* PAGE
..............................

There is a century long root to American theater in the early East Coast Treaties with Native Americans. Many such treaties were dramatic performances - a set of rites acted and sung - performed over many days. After the treaties were struck both by native dramatic ritual and signed on paper, they were often enacted as drama. Players took treaty roles and went on tour. In the United States, they ran as theater performances in major US cities for over 100 years ending roughly 1800. They were performed in French in Montreal.
Ben Franklin published 13 of them in folios for sale as written literature and dramatic scripts here in the US and likely mainly just as written literature for sale throughout Europe.
"Benjamin Franklin and the First Nations" 2006, Susan Kalter, is the only modern rendition of the Franklin folios I know of. The folios cover treaties in 1736-62. The introduction portrays the Iroquois empire as quite eclipsed by this period. Yet in 2010 Queen Elizabeth gifted silver bells to the Iroquois in commemoration of the 300th anniversary of the "Covenant Chain ", the chain of Iroquois treaties. Using Iroquois metaphor, the chain began with rope and later was brightened with steel. Thence silver thence gold were hopes.

..............................

* EXCERPTED DATA
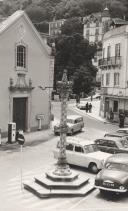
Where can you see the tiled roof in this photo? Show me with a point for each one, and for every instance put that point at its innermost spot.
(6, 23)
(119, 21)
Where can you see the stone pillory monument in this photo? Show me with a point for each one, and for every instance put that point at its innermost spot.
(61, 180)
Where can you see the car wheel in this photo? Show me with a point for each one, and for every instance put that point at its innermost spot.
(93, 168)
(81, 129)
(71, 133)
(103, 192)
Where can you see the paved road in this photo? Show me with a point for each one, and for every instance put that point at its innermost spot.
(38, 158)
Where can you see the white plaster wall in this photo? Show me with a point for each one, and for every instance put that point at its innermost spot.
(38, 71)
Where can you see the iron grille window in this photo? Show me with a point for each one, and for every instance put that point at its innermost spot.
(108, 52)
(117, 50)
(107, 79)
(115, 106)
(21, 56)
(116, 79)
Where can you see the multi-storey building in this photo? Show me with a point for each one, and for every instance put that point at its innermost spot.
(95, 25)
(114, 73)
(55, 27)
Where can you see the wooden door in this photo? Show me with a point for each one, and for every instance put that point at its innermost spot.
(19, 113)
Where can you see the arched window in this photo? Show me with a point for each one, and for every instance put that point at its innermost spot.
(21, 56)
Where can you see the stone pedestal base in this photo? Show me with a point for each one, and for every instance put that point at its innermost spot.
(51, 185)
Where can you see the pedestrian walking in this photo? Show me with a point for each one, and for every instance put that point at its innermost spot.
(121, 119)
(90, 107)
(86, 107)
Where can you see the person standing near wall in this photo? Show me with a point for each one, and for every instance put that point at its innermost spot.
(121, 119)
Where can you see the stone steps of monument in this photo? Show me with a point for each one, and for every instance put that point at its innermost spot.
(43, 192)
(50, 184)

..............................

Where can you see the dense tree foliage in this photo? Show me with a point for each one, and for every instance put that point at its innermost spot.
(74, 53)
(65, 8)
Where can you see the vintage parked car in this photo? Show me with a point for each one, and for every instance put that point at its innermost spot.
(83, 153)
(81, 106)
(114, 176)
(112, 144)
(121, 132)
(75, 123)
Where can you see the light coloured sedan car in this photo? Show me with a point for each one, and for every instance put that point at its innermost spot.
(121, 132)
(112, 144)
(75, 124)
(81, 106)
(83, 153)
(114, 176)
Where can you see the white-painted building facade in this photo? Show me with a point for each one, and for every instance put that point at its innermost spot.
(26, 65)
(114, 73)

..............................

* EXERCISE REQUIREMENTS
1 - Please reproduce the piece on treaty theater between "Ben Franklin published" and "gold were hopes.", inclusive, substituting "volumes" for "folios".
2 - In the piece on treaty theater, what did Queen Elizabeth give the Iroquois in 2010?
3 - Continue the piece on treaty theater from its final sentence.
The records are separate from the piece on treaty theater.

* RESPONSES
1 -
Ben Franklin published 13 of them in volumes for sale as written literature and dramatic scripts here in the US and likely mainly just as written literature for sale throughout Europe.
"Benjamin Franklin and the First Nations" 2006, Susan Kalter, is the only modern rendition of the Franklin volumes I know of. The volumes cover treaties in 1736-62. The introduction portrays the Iroquois empire as quite eclipsed by this period. Yet in 2010 Queen Elizabeth gifted silver bells to the Iroquois in commemoration of the 300th anniversary of the "Covenant Chain ", the chain of Iroquois treaties. Using Iroquois metaphor, the chain began with rope and later was brightened with steel. Thence silver thence gold were hopes.

2 - Silver bells.

3 -
Many early treaties were accompanied by a wampum belt. As colonial era native cultures had no writing, these terms were sometimes even memorized in a native language by tribe members assigned to keep the treaty alive, in living memory. The purpose of these treaty performances were to inculcate the hopes, the aims, and the joys of the treaty at every level of society. The media used were oratory, song and drama.
Another, very central, purpose of such treaties was to provide condolence to many types of sufferers, including those wounded before termination of any hostilities. The Iroquois treaty performances were led by the leaders who were "up-minded" but who always gave condolence to "the down-minded", including those who might be in grief or pain.
As opposed to the oral media techniques of the native cultural arc, the colonial Eurocentric arc was written and conceived of perhaps more in the realm of a transacted legal document than in the realm of hallowed living, spoken words.
But come the Revolution, some fascinating political sparks inspired by the native arc enflamed the Boston Tea Party, which was thence performed elsewhere as were the treaty dramas. Tea was dumped by colonists masked as natives in New York Harbor and elsewhere.
This native influence on early American theater are forgotten pathways within the arts.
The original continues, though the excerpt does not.